### WHAT NEEDS TO BE DONE
All of the data below should be copied exactly as it stands.

### MATERIAL FOR THIS TASK
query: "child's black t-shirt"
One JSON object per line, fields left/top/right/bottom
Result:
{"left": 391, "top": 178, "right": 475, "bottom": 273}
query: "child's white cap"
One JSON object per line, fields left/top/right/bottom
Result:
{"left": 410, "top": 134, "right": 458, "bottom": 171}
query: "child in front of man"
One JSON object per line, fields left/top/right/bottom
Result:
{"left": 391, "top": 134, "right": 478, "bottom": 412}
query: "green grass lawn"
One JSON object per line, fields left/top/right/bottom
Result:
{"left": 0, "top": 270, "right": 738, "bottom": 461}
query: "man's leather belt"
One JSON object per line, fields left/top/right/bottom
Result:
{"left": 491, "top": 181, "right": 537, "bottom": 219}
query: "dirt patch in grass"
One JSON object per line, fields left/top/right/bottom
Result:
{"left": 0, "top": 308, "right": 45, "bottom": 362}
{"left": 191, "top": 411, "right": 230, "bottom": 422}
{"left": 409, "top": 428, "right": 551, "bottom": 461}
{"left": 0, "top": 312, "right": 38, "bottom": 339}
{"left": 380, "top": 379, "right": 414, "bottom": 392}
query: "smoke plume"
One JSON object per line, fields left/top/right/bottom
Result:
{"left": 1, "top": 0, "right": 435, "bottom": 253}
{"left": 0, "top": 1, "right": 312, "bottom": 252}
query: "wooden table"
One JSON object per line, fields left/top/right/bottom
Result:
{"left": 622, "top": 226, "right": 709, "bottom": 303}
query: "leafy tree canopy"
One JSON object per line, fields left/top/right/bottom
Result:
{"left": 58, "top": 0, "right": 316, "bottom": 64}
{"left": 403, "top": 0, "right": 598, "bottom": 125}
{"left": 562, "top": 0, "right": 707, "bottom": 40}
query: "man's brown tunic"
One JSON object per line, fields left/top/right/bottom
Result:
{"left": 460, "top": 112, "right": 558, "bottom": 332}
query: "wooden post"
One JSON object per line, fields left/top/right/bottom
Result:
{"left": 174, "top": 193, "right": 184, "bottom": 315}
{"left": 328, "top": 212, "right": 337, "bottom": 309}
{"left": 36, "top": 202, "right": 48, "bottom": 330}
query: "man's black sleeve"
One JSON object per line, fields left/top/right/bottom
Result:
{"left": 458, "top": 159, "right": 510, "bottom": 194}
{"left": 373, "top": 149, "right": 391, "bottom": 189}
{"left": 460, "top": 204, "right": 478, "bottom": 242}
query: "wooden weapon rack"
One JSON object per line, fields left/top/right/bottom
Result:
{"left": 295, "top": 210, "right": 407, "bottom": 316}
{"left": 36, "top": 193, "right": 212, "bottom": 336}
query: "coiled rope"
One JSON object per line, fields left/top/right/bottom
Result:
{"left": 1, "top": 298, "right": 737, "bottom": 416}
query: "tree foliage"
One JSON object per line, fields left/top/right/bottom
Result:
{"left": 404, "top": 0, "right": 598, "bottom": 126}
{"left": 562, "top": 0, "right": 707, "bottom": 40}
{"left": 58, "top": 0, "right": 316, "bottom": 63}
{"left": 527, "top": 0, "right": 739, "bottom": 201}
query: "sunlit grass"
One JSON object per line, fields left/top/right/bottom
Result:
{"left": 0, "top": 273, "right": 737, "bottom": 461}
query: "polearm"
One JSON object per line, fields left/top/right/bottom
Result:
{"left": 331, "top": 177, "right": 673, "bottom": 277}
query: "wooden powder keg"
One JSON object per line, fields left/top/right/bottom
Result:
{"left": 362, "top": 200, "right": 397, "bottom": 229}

### OUTPUT BELOW
query: "child's black t-shirt"
One JSON object per line, fields left/top/right/bottom
Result:
{"left": 391, "top": 178, "right": 475, "bottom": 273}
query: "child's white cap"
One JSON object per line, fields left/top/right/bottom
Result:
{"left": 410, "top": 134, "right": 458, "bottom": 171}
query: "child in front of man"
One JSON object per line, fields left/top/right/bottom
Result:
{"left": 391, "top": 134, "right": 478, "bottom": 412}
query: "green grass lawn"
One JSON object per line, fields left/top/right/bottom
Result:
{"left": 0, "top": 270, "right": 738, "bottom": 461}
query: "man's leather belt"
One JSON object per line, fields left/top/right/bottom
Result:
{"left": 491, "top": 181, "right": 537, "bottom": 219}
query: "dirt patch in grass"
One JSON object per line, fields left/top/right/bottom
Result:
{"left": 0, "top": 308, "right": 45, "bottom": 362}
{"left": 191, "top": 411, "right": 230, "bottom": 422}
{"left": 409, "top": 428, "right": 551, "bottom": 461}
{"left": 0, "top": 312, "right": 38, "bottom": 339}
{"left": 380, "top": 379, "right": 414, "bottom": 392}
query: "smoke plume"
One JSON object per line, fields left/top/right/bottom
Result:
{"left": 1, "top": 0, "right": 435, "bottom": 253}
{"left": 0, "top": 1, "right": 312, "bottom": 252}
query: "wooden table"
One JSON object per line, fields left/top/right/bottom
Result:
{"left": 622, "top": 226, "right": 709, "bottom": 303}
query: "leafy tree canopy"
One JSON object per line, fields left/top/right/bottom
Result:
{"left": 58, "top": 0, "right": 316, "bottom": 64}
{"left": 403, "top": 0, "right": 598, "bottom": 125}
{"left": 562, "top": 0, "right": 707, "bottom": 40}
query: "man's brown tunic"
One JSON object per line, fields left/top/right/bottom
Result:
{"left": 460, "top": 112, "right": 558, "bottom": 332}
query: "wooden post"
One JSON object per line, fields left/top/right/bottom
Result:
{"left": 174, "top": 193, "right": 184, "bottom": 315}
{"left": 328, "top": 212, "right": 337, "bottom": 309}
{"left": 36, "top": 202, "right": 48, "bottom": 330}
query: "man's black sleeve"
One JSON object per line, fields left/top/right/bottom
Result:
{"left": 458, "top": 159, "right": 510, "bottom": 194}
{"left": 373, "top": 149, "right": 391, "bottom": 189}
{"left": 460, "top": 204, "right": 478, "bottom": 242}
query: "wooden weapon rack"
One JSON object per line, fields left/top/right/bottom
Result:
{"left": 295, "top": 210, "right": 407, "bottom": 316}
{"left": 36, "top": 193, "right": 212, "bottom": 336}
query: "coiled rope"
One JSON object per line, fields left/top/right/bottom
Result:
{"left": 1, "top": 298, "right": 737, "bottom": 416}
query: "tree foliage"
One JSON object per line, fields left/top/right/bottom
Result:
{"left": 404, "top": 0, "right": 598, "bottom": 126}
{"left": 562, "top": 0, "right": 707, "bottom": 40}
{"left": 58, "top": 0, "right": 316, "bottom": 63}
{"left": 527, "top": 0, "right": 739, "bottom": 201}
query: "sunlit grass"
One JSON object per line, fields left/top/right/bottom
Result:
{"left": 0, "top": 273, "right": 737, "bottom": 461}
query: "polearm"
One JSON object per line, fields left/top/right/bottom
Result:
{"left": 331, "top": 177, "right": 673, "bottom": 277}
query: "wooden powder keg"
One JSON object per line, fields left/top/right/bottom
Result:
{"left": 362, "top": 200, "right": 397, "bottom": 229}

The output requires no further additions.